Activity →
From the entries below, list each line with "woman".

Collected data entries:
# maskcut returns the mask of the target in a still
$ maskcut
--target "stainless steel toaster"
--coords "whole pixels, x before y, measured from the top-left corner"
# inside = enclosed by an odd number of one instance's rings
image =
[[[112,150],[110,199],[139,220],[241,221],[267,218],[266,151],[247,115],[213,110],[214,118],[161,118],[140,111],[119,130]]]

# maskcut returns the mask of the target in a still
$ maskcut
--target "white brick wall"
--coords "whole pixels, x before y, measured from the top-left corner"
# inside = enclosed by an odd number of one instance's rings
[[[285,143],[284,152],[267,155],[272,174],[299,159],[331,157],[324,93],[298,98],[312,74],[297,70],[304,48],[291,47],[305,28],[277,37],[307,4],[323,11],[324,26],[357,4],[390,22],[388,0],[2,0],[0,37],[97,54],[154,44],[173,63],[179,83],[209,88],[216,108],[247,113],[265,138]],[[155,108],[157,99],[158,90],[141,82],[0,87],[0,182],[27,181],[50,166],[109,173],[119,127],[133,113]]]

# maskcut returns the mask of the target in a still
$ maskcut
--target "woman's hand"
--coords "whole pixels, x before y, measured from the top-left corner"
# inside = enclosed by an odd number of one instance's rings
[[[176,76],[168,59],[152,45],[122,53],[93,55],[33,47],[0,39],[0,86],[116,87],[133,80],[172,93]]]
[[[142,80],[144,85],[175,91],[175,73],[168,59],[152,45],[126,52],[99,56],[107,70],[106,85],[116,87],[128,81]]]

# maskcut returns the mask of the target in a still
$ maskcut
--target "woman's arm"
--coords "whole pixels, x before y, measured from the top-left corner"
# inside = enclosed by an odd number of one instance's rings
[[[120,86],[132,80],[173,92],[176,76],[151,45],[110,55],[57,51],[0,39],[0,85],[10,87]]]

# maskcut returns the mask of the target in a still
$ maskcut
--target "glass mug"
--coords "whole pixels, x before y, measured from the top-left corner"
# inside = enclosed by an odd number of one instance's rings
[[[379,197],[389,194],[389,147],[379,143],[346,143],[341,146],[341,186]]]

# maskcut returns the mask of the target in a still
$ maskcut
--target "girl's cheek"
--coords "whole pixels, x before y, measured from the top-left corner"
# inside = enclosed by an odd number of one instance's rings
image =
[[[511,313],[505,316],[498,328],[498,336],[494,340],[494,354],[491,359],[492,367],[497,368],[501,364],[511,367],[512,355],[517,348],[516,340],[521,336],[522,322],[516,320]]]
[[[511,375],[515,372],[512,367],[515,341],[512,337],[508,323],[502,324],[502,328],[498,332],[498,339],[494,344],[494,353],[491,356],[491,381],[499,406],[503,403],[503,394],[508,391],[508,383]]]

The answer →
--target "woman's hand"
--target "woman's arm"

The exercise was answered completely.